# The request
Extract the final stretch of the data: the line that contains "of the window" and every line after it, unaltered, and no other lines.
----
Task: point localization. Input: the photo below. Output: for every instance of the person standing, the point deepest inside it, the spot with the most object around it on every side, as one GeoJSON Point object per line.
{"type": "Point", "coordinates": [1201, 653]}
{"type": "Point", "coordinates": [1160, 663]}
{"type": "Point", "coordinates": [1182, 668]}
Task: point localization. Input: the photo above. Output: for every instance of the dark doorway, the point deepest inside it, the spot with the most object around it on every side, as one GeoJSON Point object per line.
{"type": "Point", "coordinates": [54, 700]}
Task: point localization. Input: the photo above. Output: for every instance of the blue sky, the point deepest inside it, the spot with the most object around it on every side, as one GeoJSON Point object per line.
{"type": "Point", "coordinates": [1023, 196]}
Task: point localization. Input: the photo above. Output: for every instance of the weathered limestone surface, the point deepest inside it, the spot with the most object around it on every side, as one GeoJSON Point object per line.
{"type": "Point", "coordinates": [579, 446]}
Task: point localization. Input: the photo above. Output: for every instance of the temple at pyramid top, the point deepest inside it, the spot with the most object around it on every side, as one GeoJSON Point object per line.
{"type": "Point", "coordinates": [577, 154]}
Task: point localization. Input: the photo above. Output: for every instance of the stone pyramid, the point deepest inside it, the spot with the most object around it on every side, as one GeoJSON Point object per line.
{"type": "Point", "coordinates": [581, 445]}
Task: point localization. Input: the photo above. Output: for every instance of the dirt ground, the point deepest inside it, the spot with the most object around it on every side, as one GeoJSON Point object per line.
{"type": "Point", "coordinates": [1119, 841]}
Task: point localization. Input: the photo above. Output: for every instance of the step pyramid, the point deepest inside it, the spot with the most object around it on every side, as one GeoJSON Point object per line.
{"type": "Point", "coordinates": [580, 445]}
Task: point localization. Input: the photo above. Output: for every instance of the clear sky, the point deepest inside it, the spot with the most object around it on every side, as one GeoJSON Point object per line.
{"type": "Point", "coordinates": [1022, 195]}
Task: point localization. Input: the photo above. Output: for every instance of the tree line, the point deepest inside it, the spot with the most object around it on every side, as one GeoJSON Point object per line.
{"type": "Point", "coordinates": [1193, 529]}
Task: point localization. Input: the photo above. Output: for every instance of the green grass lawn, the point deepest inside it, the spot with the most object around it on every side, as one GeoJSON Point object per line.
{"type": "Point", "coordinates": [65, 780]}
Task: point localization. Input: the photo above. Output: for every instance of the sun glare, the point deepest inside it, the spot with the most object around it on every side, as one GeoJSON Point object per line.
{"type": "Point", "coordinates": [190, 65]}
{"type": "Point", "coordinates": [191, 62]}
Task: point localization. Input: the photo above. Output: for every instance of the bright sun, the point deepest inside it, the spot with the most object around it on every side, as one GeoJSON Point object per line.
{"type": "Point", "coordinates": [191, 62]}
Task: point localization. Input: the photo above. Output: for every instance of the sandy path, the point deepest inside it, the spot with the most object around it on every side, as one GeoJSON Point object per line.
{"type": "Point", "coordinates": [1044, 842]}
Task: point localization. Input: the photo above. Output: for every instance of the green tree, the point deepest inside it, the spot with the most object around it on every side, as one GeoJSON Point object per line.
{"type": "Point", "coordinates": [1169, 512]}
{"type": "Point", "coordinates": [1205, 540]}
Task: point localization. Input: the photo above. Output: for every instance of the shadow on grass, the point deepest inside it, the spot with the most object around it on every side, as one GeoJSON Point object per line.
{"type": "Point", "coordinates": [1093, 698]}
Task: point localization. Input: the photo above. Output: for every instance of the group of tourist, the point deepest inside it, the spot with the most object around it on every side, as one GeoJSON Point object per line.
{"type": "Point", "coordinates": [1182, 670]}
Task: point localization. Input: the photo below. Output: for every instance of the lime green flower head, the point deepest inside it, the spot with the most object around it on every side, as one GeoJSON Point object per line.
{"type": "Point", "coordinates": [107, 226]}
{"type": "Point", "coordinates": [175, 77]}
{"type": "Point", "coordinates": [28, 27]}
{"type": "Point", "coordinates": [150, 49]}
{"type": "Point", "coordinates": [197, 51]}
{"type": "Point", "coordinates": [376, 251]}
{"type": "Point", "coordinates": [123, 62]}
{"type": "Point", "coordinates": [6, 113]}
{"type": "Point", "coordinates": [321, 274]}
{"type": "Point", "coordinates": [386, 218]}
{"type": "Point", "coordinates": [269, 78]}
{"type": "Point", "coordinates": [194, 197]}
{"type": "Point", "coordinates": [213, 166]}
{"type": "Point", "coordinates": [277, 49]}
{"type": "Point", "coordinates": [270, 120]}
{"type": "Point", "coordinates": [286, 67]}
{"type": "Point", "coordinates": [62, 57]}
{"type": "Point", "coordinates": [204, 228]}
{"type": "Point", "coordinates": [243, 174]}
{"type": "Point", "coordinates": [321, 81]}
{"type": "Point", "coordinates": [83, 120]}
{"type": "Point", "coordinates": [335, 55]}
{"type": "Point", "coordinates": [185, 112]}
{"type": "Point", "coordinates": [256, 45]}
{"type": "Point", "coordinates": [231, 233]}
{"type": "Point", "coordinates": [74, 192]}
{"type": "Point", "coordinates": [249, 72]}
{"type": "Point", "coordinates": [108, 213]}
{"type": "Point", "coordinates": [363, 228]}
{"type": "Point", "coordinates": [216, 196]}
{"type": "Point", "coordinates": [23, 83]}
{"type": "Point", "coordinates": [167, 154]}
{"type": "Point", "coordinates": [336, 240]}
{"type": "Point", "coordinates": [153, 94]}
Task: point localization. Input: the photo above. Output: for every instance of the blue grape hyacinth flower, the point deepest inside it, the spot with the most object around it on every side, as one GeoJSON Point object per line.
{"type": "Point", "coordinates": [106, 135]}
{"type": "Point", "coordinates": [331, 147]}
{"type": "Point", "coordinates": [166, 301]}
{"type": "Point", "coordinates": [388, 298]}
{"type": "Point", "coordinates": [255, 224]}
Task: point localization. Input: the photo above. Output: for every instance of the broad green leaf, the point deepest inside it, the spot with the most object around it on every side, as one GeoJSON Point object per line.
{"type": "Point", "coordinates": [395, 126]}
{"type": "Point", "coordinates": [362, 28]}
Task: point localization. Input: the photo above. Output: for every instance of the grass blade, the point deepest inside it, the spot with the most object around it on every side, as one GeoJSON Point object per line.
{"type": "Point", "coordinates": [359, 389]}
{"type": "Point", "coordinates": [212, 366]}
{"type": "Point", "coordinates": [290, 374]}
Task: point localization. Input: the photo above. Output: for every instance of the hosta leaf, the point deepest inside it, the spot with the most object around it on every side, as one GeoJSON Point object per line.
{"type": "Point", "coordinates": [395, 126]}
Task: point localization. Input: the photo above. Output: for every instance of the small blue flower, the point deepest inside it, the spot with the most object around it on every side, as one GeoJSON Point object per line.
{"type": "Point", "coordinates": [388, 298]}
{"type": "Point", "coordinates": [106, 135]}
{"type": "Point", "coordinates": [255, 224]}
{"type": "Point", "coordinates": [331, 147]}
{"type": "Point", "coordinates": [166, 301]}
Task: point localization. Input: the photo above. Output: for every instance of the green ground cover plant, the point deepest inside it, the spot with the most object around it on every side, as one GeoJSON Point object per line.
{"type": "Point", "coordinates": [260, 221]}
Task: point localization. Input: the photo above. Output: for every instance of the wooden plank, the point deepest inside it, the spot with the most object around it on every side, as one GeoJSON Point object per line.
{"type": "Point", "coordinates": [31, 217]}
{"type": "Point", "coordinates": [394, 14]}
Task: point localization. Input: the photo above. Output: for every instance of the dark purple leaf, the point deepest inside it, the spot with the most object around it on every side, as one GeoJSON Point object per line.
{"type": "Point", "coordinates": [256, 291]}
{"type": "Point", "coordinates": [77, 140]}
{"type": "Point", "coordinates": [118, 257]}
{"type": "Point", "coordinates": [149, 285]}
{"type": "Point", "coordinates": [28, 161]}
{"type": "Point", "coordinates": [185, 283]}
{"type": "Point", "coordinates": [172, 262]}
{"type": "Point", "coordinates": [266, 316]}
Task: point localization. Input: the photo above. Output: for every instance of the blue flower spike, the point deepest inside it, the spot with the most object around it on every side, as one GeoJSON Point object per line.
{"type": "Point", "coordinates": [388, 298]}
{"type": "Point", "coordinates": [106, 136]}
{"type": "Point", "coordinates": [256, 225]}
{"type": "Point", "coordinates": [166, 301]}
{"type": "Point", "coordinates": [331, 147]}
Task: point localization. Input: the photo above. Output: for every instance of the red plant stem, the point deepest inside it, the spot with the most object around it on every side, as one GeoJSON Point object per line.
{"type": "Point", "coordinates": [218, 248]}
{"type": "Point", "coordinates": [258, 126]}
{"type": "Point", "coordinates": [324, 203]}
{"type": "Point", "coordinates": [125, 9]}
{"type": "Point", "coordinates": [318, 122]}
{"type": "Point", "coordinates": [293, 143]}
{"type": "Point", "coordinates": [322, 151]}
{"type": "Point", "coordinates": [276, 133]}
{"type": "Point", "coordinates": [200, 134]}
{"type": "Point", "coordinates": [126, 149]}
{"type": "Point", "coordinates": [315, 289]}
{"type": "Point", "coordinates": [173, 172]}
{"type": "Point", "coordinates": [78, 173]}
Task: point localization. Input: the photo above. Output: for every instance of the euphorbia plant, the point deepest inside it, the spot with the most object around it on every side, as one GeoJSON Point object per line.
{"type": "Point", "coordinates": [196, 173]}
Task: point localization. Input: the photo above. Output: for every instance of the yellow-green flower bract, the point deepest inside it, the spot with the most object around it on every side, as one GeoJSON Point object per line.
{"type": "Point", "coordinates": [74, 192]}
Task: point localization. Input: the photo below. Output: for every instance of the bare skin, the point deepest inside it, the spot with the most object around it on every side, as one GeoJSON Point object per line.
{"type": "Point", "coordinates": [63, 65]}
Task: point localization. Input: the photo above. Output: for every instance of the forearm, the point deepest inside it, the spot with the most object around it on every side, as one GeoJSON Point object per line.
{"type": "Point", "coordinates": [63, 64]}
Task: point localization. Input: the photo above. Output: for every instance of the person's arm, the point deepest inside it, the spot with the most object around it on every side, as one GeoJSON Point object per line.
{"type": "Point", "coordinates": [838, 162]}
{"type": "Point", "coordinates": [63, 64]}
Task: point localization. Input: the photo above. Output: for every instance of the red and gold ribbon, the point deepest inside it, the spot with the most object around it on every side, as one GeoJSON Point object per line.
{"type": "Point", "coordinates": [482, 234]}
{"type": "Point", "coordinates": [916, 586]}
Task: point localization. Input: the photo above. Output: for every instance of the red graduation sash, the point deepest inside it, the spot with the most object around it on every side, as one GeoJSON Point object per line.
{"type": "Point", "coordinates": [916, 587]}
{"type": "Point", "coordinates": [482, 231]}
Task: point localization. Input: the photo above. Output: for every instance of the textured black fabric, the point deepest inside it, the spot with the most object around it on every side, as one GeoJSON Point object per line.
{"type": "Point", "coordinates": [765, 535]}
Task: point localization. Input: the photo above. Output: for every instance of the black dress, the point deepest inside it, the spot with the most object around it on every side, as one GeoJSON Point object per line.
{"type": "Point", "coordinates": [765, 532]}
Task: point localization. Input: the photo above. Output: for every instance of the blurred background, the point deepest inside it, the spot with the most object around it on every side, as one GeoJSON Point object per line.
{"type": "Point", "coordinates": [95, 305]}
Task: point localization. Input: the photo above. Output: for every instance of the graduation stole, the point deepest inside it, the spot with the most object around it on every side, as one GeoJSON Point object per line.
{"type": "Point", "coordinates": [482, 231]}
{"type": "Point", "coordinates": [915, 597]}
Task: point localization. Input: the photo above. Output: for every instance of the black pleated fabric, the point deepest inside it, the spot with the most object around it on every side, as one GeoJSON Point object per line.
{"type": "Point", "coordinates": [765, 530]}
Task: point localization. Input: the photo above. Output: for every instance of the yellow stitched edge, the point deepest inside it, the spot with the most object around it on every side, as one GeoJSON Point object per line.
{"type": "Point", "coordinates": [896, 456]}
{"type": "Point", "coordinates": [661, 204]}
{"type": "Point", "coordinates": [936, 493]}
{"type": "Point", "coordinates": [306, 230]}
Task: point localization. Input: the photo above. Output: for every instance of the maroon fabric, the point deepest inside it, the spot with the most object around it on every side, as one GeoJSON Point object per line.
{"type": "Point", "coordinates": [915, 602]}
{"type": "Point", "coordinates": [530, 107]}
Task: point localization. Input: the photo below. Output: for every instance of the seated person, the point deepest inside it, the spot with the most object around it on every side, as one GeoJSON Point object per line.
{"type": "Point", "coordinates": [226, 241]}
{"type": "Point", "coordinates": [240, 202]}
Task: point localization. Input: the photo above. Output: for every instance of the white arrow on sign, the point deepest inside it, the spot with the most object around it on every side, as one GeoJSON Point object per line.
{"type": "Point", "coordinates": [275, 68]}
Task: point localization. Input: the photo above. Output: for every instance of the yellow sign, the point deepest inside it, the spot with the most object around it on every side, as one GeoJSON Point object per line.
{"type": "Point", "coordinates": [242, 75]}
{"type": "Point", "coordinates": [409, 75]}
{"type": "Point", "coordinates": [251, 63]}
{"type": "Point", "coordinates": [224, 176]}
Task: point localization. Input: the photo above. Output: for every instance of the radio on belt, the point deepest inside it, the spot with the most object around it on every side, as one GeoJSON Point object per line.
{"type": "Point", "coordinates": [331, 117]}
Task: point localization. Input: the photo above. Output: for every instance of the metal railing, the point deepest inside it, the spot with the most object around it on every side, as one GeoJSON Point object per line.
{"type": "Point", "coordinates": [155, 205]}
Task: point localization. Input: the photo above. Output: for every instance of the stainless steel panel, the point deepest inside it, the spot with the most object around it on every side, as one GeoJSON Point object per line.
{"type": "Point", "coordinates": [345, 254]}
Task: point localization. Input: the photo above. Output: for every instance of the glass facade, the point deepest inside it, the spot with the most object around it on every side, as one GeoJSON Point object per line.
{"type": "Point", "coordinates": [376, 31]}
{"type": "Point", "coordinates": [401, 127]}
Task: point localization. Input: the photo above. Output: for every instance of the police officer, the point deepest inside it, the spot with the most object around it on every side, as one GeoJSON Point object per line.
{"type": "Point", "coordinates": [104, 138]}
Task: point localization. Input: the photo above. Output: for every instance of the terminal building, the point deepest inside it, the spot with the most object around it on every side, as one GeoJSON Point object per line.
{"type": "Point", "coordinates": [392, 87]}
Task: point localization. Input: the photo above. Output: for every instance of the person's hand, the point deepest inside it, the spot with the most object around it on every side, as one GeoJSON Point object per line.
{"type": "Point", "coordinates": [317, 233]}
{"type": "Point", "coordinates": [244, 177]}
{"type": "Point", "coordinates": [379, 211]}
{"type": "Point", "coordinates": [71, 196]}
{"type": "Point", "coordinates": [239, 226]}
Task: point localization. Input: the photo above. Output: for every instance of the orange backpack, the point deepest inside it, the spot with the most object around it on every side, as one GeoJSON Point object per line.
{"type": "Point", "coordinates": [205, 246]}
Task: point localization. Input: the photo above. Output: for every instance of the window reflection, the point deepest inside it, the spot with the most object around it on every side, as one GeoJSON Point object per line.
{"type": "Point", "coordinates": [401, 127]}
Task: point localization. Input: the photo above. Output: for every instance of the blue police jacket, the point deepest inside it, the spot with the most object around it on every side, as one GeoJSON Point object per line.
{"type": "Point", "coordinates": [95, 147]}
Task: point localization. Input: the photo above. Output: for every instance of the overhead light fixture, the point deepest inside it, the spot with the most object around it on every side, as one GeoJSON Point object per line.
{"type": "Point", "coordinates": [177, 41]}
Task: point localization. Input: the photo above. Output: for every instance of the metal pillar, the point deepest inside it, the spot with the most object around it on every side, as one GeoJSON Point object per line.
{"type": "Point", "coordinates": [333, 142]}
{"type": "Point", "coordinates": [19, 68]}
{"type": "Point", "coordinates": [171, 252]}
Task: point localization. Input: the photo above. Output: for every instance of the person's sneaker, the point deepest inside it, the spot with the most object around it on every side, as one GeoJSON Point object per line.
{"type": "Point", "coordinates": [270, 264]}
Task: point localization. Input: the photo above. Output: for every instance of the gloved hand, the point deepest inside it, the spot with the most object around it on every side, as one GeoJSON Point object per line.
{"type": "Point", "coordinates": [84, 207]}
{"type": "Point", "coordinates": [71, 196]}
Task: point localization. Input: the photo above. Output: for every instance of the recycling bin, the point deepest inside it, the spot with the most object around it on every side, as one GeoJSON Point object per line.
----
# Exercise response
Task: point localization. Input: the photo above. Output: for every instance of the window reflection, the point deepest inside it, the spot with the most object around it on every side, as one GeoJSON Point object per line.
{"type": "Point", "coordinates": [401, 127]}
Task: point localization. Input: the photo above. Output: for every instance of the blue police jacket, the point deepest inside it, the spot with the most object around it on every side, as one GeoJSON Point object per line.
{"type": "Point", "coordinates": [95, 147]}
Task: point localization. Input: the photo above. Output: for every instance of the overhead light fixture, the point deepest inside it, the spot with the most object around it on every side, as one GeoJSON Point object per line.
{"type": "Point", "coordinates": [177, 41]}
Task: point localization. Input: the photo above. Output: for every instance of the metal pillar, the point deepest inside it, the spot with the most object around it on every side, as one GeoJSON Point object per line.
{"type": "Point", "coordinates": [333, 142]}
{"type": "Point", "coordinates": [19, 68]}
{"type": "Point", "coordinates": [171, 252]}
Task: point localization. Input: the photo above. Output: for every instance of the person's sneaker, the point deepest inside it, the spot with the most object around it on every side, as one GeoJSON Point object per line.
{"type": "Point", "coordinates": [270, 264]}
Task: point localization. Input: the photo above. Output: for every instance of the gloved hand, the point deepest inside it, the spot with the most object around it on every side, as one GeoJSON Point object per line.
{"type": "Point", "coordinates": [84, 207]}
{"type": "Point", "coordinates": [71, 196]}
Task: point localization. Input: the photo above. Output: for every instance of the recycling bin, the point deepest inside it, the spot with the most object around it on every side, as one GeoJSON Point object per line.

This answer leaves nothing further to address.